* _Task objective_
Render all of the data below as a Markdown table with the columns Row and Text, one numbered row per line, skipping blank lines. Omit the pictures.

* _Entries supplied_
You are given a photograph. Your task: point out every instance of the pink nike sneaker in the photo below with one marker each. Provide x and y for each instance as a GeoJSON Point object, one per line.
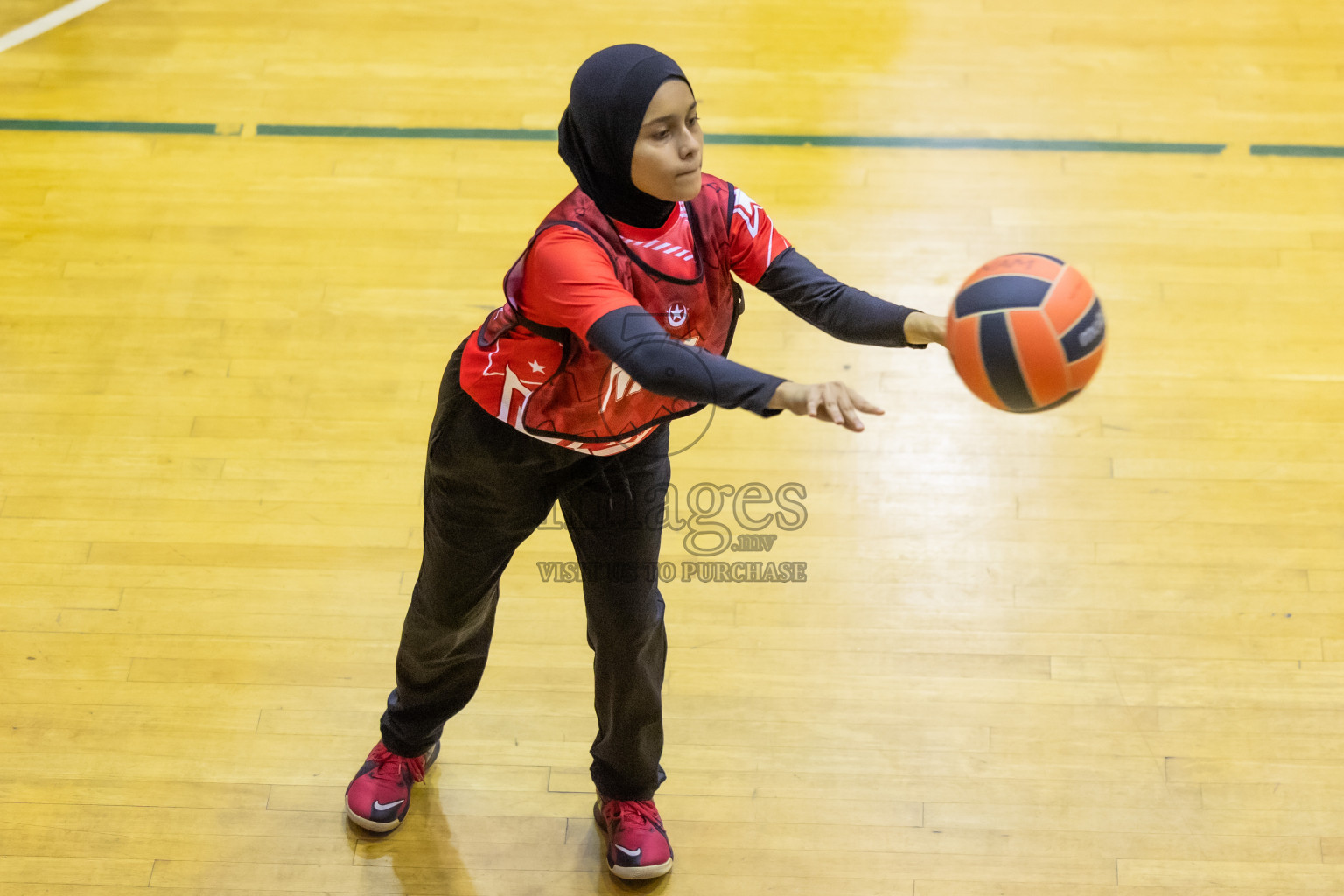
{"type": "Point", "coordinates": [637, 846]}
{"type": "Point", "coordinates": [378, 798]}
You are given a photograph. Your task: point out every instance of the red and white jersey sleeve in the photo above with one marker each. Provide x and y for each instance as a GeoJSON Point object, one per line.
{"type": "Point", "coordinates": [752, 241]}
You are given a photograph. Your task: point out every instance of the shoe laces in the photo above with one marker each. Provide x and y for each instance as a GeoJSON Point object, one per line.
{"type": "Point", "coordinates": [390, 765]}
{"type": "Point", "coordinates": [626, 815]}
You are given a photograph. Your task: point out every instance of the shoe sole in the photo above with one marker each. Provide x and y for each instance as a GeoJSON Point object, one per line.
{"type": "Point", "coordinates": [383, 826]}
{"type": "Point", "coordinates": [624, 872]}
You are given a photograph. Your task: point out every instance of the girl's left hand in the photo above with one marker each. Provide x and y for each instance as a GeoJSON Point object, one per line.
{"type": "Point", "coordinates": [927, 328]}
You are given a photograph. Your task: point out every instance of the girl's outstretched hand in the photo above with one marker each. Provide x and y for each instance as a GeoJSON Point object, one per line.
{"type": "Point", "coordinates": [922, 329]}
{"type": "Point", "coordinates": [831, 402]}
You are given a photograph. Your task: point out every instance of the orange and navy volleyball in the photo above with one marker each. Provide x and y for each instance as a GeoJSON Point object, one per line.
{"type": "Point", "coordinates": [1026, 332]}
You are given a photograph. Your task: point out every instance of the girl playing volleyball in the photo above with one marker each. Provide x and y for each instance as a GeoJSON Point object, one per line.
{"type": "Point", "coordinates": [619, 318]}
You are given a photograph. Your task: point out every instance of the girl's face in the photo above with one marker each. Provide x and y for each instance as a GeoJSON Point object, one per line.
{"type": "Point", "coordinates": [667, 155]}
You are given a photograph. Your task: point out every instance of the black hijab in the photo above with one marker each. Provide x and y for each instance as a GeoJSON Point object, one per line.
{"type": "Point", "coordinates": [601, 125]}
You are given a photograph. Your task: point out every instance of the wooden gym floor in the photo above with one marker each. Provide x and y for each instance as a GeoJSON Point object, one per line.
{"type": "Point", "coordinates": [1096, 652]}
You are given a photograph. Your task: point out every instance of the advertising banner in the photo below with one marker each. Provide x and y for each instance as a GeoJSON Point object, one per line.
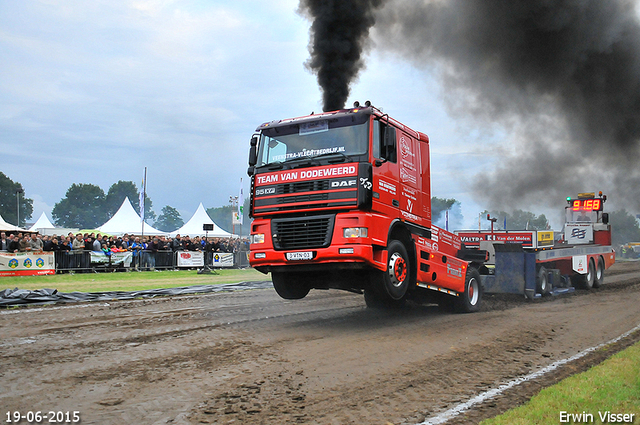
{"type": "Point", "coordinates": [222, 259]}
{"type": "Point", "coordinates": [578, 233]}
{"type": "Point", "coordinates": [190, 259]}
{"type": "Point", "coordinates": [116, 258]}
{"type": "Point", "coordinates": [26, 264]}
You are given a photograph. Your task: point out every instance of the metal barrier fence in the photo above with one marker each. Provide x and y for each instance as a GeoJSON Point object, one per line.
{"type": "Point", "coordinates": [87, 261]}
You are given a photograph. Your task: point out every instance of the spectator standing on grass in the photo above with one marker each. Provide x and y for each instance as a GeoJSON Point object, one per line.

* _Written answer_
| Row | Text |
|---|---|
| 1 | You are given a photograph. Your task: point out every instance of the pink nike sneaker in the photo below with one marker each. Provide x and y for each instance as a GeoJSON Point object, one per line. |
| 2 | {"type": "Point", "coordinates": [637, 846]} |
| 3 | {"type": "Point", "coordinates": [378, 798]} |
| 4 | You are given a photograph. Your task: point out every instance of the red and white jersey sleeve in the photo above with one marker each. Provide x and y for each instance as a GeoJSON Point object, one per line. |
| 5 | {"type": "Point", "coordinates": [752, 241]} |
| 6 | You are given a photograph. Your task: point out every instance of the shoe laces in the photo above with one marker each. Provide x and y for each instance as a GeoJSON Point object, one per line. |
| 7 | {"type": "Point", "coordinates": [390, 765]} |
| 8 | {"type": "Point", "coordinates": [626, 815]} |
| 9 | You are given a photograph. Your task: point out every instance of the shoe sole in the photo above with one marker each. Provide x and y for each instance as a GeoJSON Point object, one per line. |
| 10 | {"type": "Point", "coordinates": [383, 826]} |
| 11 | {"type": "Point", "coordinates": [624, 872]} |
| 12 | You are given a photograph. Your task: point out every instance of the girl's left hand in the photo above with one marker each. Provide x and y for each instance as a GeoJSON Point object, one per line. |
| 13 | {"type": "Point", "coordinates": [927, 328]} |
| 14 | You are given a photograph. Your task: point out every instance of the girl's outstretched hand in the photo above with one marker each. Provide x and y for each instance as a GeoJSON Point object, one per line. |
| 15 | {"type": "Point", "coordinates": [922, 329]} |
| 16 | {"type": "Point", "coordinates": [831, 402]} |
| 17 | You are given a photograph. Your task: point out every instance of the orange and navy volleyball in the photo above with one marker each. Provide x and y for each instance as a GeoJSON Point object, one per line. |
| 18 | {"type": "Point", "coordinates": [1026, 332]} |
| 19 | You are given a photograph. Your task: point out every instance of the girl playing volleyball in the photo above with one marker each. Provide x and y for each instance as a GeoJSON Point object, one per line. |
| 20 | {"type": "Point", "coordinates": [619, 318]} |
| 21 | You are given a photograph. Your task: point out every instance of the girl's face in the photo above with one marker each. Provide x and y for each instance as a GeoJSON Point object, one per line. |
| 22 | {"type": "Point", "coordinates": [667, 155]} |
| 23 | You are given a photograph. Your task: point out every instance of the black hijab in the photo above with one marker each. Provide x and y for each instance as a GeoJSON Point object, one per line. |
| 24 | {"type": "Point", "coordinates": [601, 125]} |
| 25 | You are given a photograph. Your task: point out every instance of the wooden gym floor in the photo above with one marker each. Provide x and y for each instance as a GeoJSON Point object, one per line. |
| 26 | {"type": "Point", "coordinates": [1096, 652]} |
| 27 | You are given a photograph. Your task: point out every instance of the advertising banner in the photo below with one marker each. Provide x and y for each instance as a GeoJSON Point object, one per line. |
| 28 | {"type": "Point", "coordinates": [222, 259]} |
| 29 | {"type": "Point", "coordinates": [578, 233]} |
| 30 | {"type": "Point", "coordinates": [190, 259]} |
| 31 | {"type": "Point", "coordinates": [116, 258]} |
| 32 | {"type": "Point", "coordinates": [26, 264]} |
| 33 | You are given a photograph. Your task: point out every instance of the metal barrier fence in the photo above with one marker each. Provide x and y for each instance as a GeoJSON Point object, one per line. |
| 34 | {"type": "Point", "coordinates": [87, 261]} |
| 35 | You are given a photograph. Your task: point out every instance of the spectator standing on grass in the photo above with one marker each. Provide x and y for each instance as a GeoJSON Point object, one per line. |